Le gusta
ducharse con agua a más de 38 grados; siempre tiene frío, hasta en agosto. Tiene
preparado el transportín por si se cala fuego salvar a su gata antes que a nada.
Es un desastre en la cocina. Ha llegado a poner caldo de pescado, y no leche,
en un café. Le acompleja su nariz. Llora a la mínima y le encanta hacer
regalos. Podría sobrevivir a base de lentejas, tortetas de Aragón, longaniza
Bi-her y mochis de queso del Udon. Le gustan las sorpresas y la gente que la conoce por su mirada. Aquellos que no necesitan más que la cantidad de luz de sus
ojos verdes. El que la entrelee, el que sabe que necesita un abrazo. Los abrazos.
Le apasiona la literatura tanto como el monte. En un momento de su vida pensó
que la familia era su mayor tesoro, ahora sabe que no, pero la herencia de
antaño la fortalece. Tiene miedo a la soledad, a quedarse sin manos y a vivir para
siempre una vida de mentira. Se cree una cobarde que ha corrompido sus sueños.
Se adueña de versos de escritor@s con asiduidad, como este de Gil
de Biedma hace un momento.
Lloré en los primeros
cinco minutos de Historia
de un matrimonio. El resto fue previsible, sobre lo esperado. Pero yo lloré
en las primeras escenas cuando cada protagonista lee en un papel aquello que ha
escrito del otro. Cualidades que solo se pueden saber si se quiere, si uno
importa, si se ha estado ahí a la distancia que sea. Cualidades que no paran el
curso de las cosas, claro. Porque la vida son ciclos, ya lo vimos en Los amantes del círculo polar. Todo empieza para terminar. Por mucho que duela todo
se pierde.
Pineta, Llanos de la Larri. Septiembre 2018. |
Leía en El
arte de perder de Elisabeth
Bishop que “no es difícil dominar el arte de perder: / tantas cosas parecen
llenas del propósito de ser perdidas, / que su pérdida no es ningún desastre.”

> **DATOS APORTADOS**:

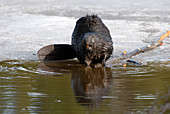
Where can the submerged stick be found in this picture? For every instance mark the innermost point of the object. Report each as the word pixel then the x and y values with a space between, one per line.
pixel 129 55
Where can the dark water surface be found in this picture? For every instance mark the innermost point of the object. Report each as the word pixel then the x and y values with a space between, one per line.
pixel 69 87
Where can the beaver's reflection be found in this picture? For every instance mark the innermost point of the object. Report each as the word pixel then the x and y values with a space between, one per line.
pixel 88 84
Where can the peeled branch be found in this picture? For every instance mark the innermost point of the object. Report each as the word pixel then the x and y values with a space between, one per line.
pixel 126 56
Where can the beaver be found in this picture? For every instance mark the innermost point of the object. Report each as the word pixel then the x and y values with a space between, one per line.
pixel 91 41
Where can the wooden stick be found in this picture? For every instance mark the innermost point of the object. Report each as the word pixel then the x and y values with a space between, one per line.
pixel 129 55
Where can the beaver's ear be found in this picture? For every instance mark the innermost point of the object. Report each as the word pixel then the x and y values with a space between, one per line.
pixel 56 52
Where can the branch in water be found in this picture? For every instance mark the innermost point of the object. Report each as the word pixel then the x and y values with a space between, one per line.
pixel 126 56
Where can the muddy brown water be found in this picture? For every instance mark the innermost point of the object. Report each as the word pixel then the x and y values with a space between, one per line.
pixel 70 87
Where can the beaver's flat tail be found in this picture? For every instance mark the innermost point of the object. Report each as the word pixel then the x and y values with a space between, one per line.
pixel 56 52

> **POR HACER**:
A. Imprime el fragmento del texto que va de "Le apasiona la" a "corrompido sus sueños.", ambos incluidos.
B. Indica si cada afirmación coincide con el texto, respondiendo sí o no y citando literalmente las palabras del texto que lo deciden: (i) le gusta ducharse con agua fría; (ii) le apasiona la literatura tanto como el monte; (iii) hoy considera que la familia es su mayor tesoro.
Los registros constituyen un material independiente del texto.

> **RESULTADOS POR TAREA**:
A.
Le apasiona la literatura tanto como el monte. En un momento de su vida pensó
que la familia era su mayor tesoro, ahora sabe que no, pero la herencia de
antaño la fortalece. Tiene miedo a la soledad, a quedarse sin manos y a vivir para
siempre una vida de mentira. Se cree una cobarde que ha corrompido sus sueños.

B.
(i) No: "Le gusta ducharse con agua a más de 38 grados".
(ii) Sí: "Le apasiona la literatura tanto como el monte".
(iii) No: "En un momento de su vida pensó que la familia era su mayor tesoro, ahora sabe que no".